## PASSAGE SHOWN

__________________________________________________

Now, if you are familiar with Dell hardware, you may have overlooked these. In order to find them, you usually need to select tower servers and most medium to large organizations do not browse that area of the Dell website. Even though they are listed in the tower server section, both of these servers have optional rack configurations (Last time I checked, they took away the rack config for the 2900 III, but I am sure you can still get it if you have an account rep or call in).

Alright, so why am I listing two different models? The T610 is basically the replacement for the 2900 III and supports the latest Intel processors. The price is not much more than the 2900 so if you have the need for faster processing you may want to skip the 2900, but because there is a slight cost savings, because there is one nice feature that the T610 does not have, and because most people would be surprised how little processing power their servers actually need I have included it. So, what is the feature that has saved the 2900? Dell calls it a flex bay. Basically, the flex bay allows you to fit two extra drives in the server that are either mirrored or striped. These drives can be used to run the OS so that you don't have to steal drives from the main Raid controller or partition a section of your array for the OS. Unfortunately, as of last time I checked, the T610 does not offer a flex bay.

Ok, I guess I should move on to the stuff that really matters. Here are the specs that make these servers my preferred choice for virtualization:

Dell 2900 III
Dual socket. Supports two dual-core (52xx) or quad-core (54xx) CPUs. When it comes to virtualization, I always go with the fastest processor with the greatest number of cores (within reason). The main reason for this is OS licensing as I will explain later.

12 DIMMs. That's right 12. So, you can add 48 GB (12 X 4GB) of memory to the server.

__________________________________________________

Labeled area outline entries
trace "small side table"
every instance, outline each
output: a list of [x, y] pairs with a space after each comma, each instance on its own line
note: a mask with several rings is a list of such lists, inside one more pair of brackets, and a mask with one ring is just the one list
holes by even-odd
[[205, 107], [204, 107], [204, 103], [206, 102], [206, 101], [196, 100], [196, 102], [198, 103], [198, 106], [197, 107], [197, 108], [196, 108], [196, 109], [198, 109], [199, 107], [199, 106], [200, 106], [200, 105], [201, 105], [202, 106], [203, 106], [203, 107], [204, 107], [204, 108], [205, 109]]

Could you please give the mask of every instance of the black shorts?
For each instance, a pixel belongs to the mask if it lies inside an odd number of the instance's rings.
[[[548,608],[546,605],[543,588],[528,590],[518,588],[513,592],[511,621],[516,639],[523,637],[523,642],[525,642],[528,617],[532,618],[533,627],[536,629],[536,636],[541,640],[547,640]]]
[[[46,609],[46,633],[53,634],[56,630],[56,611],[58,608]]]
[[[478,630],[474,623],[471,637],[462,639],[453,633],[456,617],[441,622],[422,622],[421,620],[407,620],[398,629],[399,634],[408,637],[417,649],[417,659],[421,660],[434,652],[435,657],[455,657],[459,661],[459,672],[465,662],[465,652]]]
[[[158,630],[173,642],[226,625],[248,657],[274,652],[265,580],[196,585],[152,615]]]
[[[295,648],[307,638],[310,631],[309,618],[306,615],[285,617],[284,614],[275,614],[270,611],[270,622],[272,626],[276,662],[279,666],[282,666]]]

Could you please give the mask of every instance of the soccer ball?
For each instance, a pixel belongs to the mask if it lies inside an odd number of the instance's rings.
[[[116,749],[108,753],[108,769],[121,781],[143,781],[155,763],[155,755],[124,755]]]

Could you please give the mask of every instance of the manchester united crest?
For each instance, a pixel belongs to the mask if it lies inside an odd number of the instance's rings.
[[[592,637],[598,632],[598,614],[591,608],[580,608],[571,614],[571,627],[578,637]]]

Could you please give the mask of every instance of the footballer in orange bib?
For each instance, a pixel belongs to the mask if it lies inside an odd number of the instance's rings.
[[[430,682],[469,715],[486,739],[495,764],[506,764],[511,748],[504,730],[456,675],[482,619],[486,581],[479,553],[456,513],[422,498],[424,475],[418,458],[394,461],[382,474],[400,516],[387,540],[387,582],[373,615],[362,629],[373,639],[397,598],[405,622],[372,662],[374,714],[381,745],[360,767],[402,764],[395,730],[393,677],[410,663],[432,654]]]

__________________________________________________

Reproduce the entire Dell server text word for word.

## ANSWER TO THIS PROBLEM
Now, if you are familiar with Dell hardware, you may have overlooked these. In order to find them, you usually need to select tower servers and most medium to large organizations do not browse that area of the Dell website. Even though they are listed in the tower server section, both of these servers have optional rack configurations (Last time I checked, they took away the rack config for the 2900 III, but I am sure you can still get it if you have an account rep or call in).

Alright, so why am I listing two different models? The T610 is basically the replacement for the 2900 III and supports the latest Intel processors. The price is not much more than the 2900 so if you have the need for faster processing you may want to skip the 2900, but because there is a slight cost savings, because there is one nice feature that the T610 does not have, and because most people would be surprised how little processing power their servers actually need I have included it. So, what is the feature that has saved the 2900? Dell calls it a flex bay. Basically, the flex bay allows you to fit two extra drives in the server that are either mirrored or striped. These drives can be used to run the OS so that you don't have to steal drives from the main Raid controller or partition a section of your array for the OS. Unfortunately, as of last time I checked, the T610 does not offer a flex bay.

Ok, I guess I should move on to the stuff that really matters. Here are the specs that make these servers my preferred choice for virtualization:

Dell 2900 III
Dual socket. Supports two dual-core (52xx) or quad-core (54xx) CPUs. When it comes to virtualization, I always go with the fastest processor with the greatest number of cores (within reason). The main reason for this is OS licensing as I will explain later.

12 DIMMs. That's right 12. So, you can add 48 GB (12 X 4GB) of memory to the server.